• Annotated photo localization data:
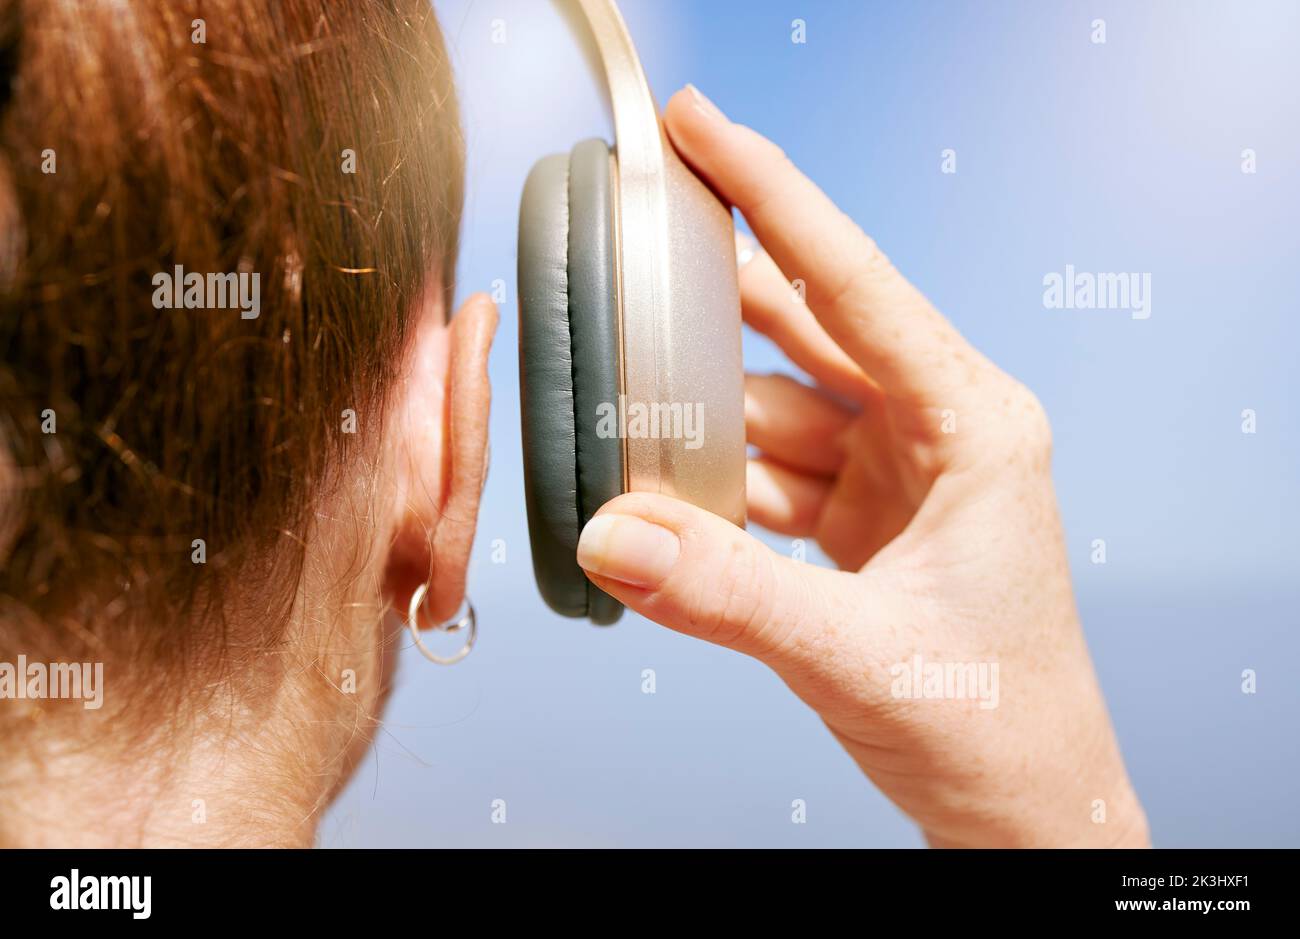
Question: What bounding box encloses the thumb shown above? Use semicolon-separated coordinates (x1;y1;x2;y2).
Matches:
576;492;862;672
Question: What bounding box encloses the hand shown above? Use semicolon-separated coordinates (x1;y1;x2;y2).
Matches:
575;85;1149;848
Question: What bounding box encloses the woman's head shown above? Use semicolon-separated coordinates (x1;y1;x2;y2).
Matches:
0;0;494;844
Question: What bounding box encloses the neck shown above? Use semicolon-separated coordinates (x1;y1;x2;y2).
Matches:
0;710;332;847
0;487;399;848
0;617;393;848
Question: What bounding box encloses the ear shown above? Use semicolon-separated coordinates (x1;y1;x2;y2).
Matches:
383;290;497;627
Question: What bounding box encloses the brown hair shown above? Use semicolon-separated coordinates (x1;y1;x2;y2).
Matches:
0;1;463;675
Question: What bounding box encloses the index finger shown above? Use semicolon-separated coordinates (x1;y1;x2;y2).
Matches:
665;85;985;407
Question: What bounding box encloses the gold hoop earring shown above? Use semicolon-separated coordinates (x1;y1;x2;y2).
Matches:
406;583;476;666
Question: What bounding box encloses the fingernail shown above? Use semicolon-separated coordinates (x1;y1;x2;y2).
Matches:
745;460;791;517
577;514;680;588
685;83;727;122
734;230;760;270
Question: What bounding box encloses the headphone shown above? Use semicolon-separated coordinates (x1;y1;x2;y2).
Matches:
517;0;746;624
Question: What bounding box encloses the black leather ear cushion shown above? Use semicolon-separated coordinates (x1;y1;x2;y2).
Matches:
518;139;623;624
566;139;624;625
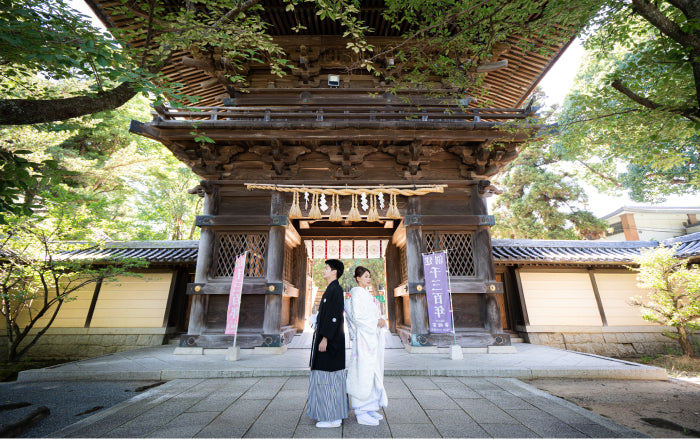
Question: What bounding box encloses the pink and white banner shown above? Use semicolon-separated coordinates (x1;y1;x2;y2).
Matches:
225;252;247;335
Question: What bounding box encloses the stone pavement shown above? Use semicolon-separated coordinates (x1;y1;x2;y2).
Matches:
50;376;646;438
18;337;667;382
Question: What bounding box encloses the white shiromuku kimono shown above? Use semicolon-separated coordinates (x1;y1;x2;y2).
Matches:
345;286;388;415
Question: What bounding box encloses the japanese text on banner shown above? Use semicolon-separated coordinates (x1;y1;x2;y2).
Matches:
422;251;453;333
225;253;247;335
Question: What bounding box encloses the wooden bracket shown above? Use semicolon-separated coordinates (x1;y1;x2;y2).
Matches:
404;215;422;226
477;215;495;226
270;215;288;226
195;215;213;226
408;282;426;295
265;282;284;294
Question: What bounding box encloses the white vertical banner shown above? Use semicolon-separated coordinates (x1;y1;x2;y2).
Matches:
327;239;340;259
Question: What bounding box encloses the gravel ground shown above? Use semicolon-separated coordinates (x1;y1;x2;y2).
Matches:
0;380;161;438
529;377;700;438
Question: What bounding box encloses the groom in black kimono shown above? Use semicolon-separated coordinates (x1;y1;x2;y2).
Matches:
305;259;348;428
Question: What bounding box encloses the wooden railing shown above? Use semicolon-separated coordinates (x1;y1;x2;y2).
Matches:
152;105;536;123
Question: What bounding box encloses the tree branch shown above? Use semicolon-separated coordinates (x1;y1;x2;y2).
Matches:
631;0;700;51
215;0;264;29
0;81;138;126
611;79;700;122
664;0;700;23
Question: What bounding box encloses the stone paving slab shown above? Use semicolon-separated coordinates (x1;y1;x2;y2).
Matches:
18;341;667;382
50;377;648;438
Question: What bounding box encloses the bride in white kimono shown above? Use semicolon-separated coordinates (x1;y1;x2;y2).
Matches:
345;266;388;426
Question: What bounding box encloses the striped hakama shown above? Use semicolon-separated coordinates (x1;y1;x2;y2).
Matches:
305;369;349;422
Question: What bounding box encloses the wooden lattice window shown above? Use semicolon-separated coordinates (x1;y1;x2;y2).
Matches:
283;245;294;283
215;232;267;277
424;232;476;277
399;245;408;283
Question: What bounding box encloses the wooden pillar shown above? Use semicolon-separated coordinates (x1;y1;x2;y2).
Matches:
621;213;640;241
294;244;308;331
405;197;430;345
262;192;286;346
187;185;217;335
384;242;400;333
471;181;503;335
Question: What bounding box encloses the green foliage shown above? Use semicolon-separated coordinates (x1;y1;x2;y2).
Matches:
377;0;599;101
0;0;128;96
631;245;700;356
553;0;700;202
491;143;608;239
0;86;202;241
311;258;386;295
0;213;147;362
131;163;202;241
0;148;60;223
492;87;607;240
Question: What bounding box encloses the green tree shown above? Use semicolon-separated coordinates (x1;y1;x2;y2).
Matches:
491;145;608;239
492;87;608;239
131;162;202;241
0;213;146;362
311;258;386;295
631;245;700;357
0;89;202;240
554;0;700;202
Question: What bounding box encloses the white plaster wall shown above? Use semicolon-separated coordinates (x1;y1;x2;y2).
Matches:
593;271;654;326
91;272;174;328
518;270;603;326
634;212;687;241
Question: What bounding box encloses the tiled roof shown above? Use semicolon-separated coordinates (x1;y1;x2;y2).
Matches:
665;232;700;259
491;239;652;264
56;241;199;264
56;234;700;265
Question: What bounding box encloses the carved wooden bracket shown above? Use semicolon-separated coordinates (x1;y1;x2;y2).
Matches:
381;140;440;176
251;141;311;176
318;142;377;177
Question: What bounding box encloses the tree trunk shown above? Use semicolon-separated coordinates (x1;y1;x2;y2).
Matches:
0;82;138;126
677;326;696;357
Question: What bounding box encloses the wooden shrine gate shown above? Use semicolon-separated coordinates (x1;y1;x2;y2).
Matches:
179;181;510;349
110;1;573;351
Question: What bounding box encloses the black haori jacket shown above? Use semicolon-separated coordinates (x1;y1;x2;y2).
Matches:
310;279;346;372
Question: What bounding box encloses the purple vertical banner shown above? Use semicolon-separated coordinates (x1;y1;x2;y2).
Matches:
422;251;453;333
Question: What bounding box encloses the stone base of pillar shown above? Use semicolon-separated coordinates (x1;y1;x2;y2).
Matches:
397;327;512;348
261;333;285;347
180;333;261;349
409;333;432;346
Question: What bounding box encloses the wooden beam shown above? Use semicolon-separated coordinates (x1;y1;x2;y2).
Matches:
195;215;272;226
299;227;395;238
143;126;533;142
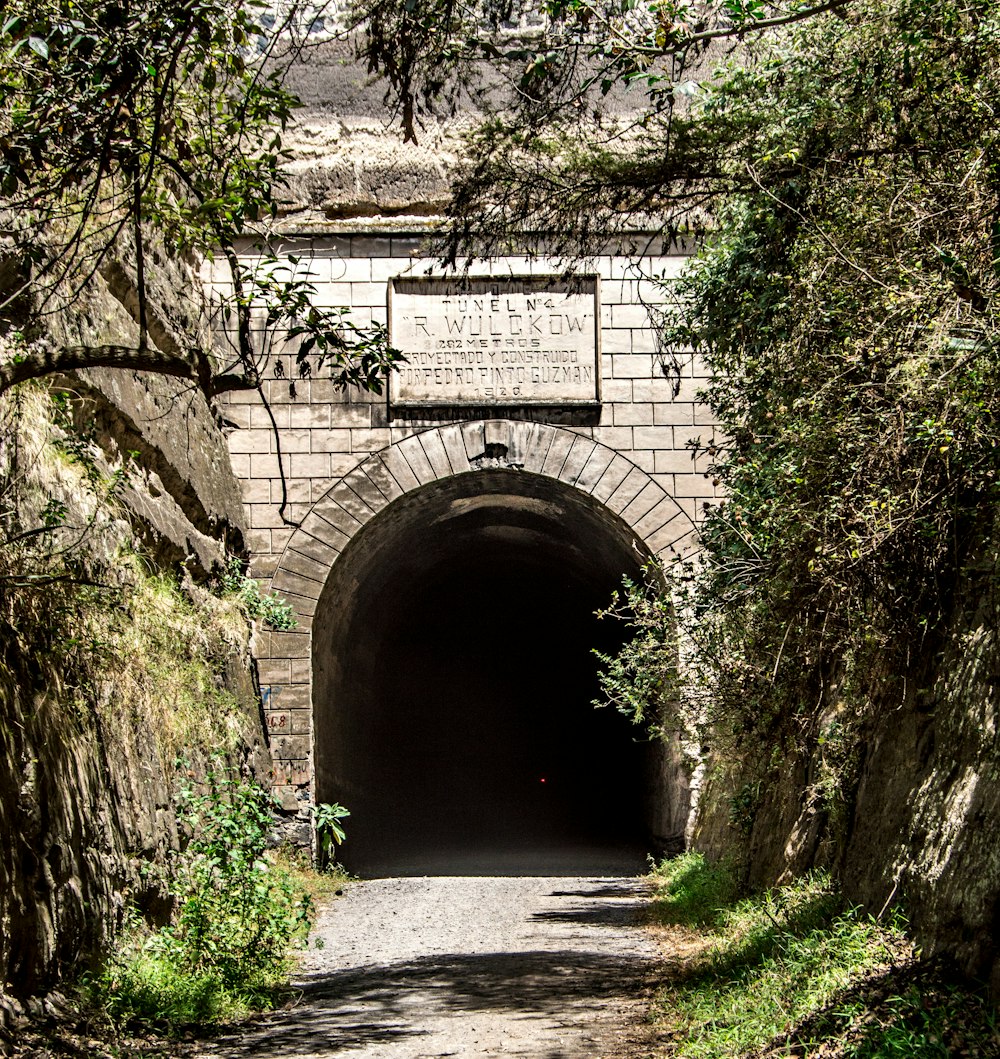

• Work instructions: Going through the entries above, count each line that has the word "vertical" and report only the count.

• Response: 2